_Objetivo_
Reúne cada línea de las entradas en la que aparezca la palabra "screen", teniendo en cuenta las mayúsculas y minúsculas.

_Filas de entrada_

_ _ _ _ _

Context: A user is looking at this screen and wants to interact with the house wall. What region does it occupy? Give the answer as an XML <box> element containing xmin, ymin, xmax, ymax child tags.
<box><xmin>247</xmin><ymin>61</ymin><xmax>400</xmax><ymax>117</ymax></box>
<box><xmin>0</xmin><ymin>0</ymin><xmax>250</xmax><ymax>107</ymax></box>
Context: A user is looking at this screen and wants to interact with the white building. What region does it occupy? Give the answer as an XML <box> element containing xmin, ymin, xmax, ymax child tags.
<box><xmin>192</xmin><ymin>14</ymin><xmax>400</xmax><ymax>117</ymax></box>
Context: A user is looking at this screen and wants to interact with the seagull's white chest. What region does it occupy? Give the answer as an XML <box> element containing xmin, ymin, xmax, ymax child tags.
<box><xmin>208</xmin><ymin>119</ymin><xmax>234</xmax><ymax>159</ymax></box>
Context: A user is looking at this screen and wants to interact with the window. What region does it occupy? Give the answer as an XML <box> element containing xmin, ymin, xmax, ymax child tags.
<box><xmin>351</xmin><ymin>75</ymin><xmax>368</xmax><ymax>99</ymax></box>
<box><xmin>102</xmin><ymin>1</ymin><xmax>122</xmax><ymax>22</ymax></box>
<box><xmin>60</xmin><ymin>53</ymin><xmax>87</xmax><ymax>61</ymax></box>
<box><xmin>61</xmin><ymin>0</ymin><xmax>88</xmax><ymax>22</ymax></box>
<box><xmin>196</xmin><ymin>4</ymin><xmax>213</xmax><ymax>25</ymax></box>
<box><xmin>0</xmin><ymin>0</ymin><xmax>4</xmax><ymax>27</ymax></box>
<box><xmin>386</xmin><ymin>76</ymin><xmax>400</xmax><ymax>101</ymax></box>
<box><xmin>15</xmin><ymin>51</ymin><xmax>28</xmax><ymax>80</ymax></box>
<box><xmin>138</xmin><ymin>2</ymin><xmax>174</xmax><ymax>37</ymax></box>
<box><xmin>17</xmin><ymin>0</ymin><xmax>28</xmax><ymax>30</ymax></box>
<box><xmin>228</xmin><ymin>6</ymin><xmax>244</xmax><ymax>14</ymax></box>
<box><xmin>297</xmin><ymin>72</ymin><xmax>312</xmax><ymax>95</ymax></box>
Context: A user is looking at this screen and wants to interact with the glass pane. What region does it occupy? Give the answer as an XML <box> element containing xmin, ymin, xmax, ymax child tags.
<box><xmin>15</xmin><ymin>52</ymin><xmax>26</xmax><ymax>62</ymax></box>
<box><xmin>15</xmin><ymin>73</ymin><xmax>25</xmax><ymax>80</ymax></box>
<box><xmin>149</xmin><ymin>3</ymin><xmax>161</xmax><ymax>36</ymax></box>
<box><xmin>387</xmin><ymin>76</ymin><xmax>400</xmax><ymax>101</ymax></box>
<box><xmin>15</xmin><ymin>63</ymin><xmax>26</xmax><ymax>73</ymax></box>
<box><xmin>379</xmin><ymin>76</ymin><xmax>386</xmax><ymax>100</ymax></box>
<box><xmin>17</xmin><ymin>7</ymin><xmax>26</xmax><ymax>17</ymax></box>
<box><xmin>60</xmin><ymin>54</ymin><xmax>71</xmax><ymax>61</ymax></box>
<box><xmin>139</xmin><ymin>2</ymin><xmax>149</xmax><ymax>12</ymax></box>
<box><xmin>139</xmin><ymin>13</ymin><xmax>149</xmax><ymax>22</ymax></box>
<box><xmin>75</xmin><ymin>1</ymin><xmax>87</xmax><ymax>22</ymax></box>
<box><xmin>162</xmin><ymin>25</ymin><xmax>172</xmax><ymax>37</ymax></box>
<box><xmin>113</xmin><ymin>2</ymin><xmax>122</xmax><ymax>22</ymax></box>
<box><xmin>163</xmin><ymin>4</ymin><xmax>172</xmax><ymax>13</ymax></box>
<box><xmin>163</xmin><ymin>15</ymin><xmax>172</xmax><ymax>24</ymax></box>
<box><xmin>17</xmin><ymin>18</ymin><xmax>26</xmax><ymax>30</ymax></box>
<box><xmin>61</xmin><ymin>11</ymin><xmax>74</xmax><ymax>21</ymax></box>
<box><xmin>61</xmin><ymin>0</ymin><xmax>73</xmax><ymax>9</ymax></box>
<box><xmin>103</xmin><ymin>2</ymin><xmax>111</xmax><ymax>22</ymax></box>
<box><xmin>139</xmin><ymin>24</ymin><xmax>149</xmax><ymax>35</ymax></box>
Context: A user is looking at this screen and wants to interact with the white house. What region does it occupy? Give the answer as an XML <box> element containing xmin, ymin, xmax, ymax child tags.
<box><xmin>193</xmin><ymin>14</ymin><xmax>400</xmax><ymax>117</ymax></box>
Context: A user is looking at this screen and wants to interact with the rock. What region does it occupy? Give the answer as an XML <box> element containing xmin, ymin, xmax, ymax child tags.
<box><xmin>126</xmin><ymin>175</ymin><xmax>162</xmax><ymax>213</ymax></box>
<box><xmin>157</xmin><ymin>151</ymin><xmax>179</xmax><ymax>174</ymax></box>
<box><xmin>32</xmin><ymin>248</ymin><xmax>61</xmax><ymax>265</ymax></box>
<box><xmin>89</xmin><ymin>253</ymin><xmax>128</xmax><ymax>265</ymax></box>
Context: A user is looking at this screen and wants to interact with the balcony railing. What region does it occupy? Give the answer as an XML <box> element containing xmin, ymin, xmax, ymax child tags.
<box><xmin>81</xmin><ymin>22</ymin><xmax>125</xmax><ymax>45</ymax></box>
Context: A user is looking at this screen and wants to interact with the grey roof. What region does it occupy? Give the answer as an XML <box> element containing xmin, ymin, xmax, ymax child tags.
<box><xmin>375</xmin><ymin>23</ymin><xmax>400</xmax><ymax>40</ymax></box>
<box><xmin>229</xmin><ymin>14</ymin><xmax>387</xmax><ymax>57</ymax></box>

_ _ _ _ _

_Solución_
Context: A user is looking at this screen and wants to interact with the house wall. What region does it occupy? Give the answer as an XML <box> element containing xmin, ymin, xmax, ymax child tags.
Context: A user is looking at this screen and wants to interact with the white building. What region does it occupy? Give the answer as an XML <box> element containing xmin, ymin, xmax, ymax child tags.
Context: A user is looking at this screen and wants to interact with the seagull's white chest. What region does it occupy? Give the answer as an XML <box> element containing xmin, ymin, xmax, ymax child tags.
Context: A user is looking at this screen and wants to interact with the window. What region does it occupy? Give the answer as an XML <box> element containing xmin, ymin, xmax, ymax child tags.
Context: A user is looking at this screen and wants to interact with the glass pane. What region does it occupy? Give the answer as an XML <box> element containing xmin, ymin, xmax, ymax child tags.
Context: A user is looking at this screen and wants to interact with the white house. What region does it occupy? Give the answer as an XML <box> element containing xmin, ymin, xmax, ymax child tags.
Context: A user is looking at this screen and wants to interact with the rock. What region does it occupy? Give the answer as an XML <box> element containing xmin, ymin, xmax, ymax child tags.
Context: A user is looking at this screen and wants to interact with the balcony railing. What region does it occupy? Give the answer as an XML <box> element containing xmin, ymin, xmax, ymax child tags.
Context: A user is looking at this screen and wants to interact with the grey roof. What region does it occupy? Give the answer as an XML <box> element containing xmin, ymin, xmax, ymax child tags.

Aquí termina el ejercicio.